§ **Exercise instructions**
The line containing "point(104, 51)" and every line after it through the end of the records: return those exactly, and nothing more.
═══ Provided records
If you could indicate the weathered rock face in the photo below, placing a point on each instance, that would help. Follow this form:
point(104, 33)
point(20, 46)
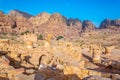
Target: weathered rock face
point(17, 13)
point(74, 23)
point(110, 24)
point(57, 19)
point(22, 25)
point(88, 26)
point(6, 23)
point(39, 19)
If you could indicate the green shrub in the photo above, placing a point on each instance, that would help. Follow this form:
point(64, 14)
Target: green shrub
point(59, 37)
point(26, 32)
point(40, 37)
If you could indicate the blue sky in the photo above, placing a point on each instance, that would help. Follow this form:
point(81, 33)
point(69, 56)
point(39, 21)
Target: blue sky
point(94, 10)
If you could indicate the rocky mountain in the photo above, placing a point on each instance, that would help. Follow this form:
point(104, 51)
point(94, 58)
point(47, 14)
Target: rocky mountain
══════
§ **Exercise output**
point(104, 51)
point(94, 58)
point(47, 14)
Target: rocky mountain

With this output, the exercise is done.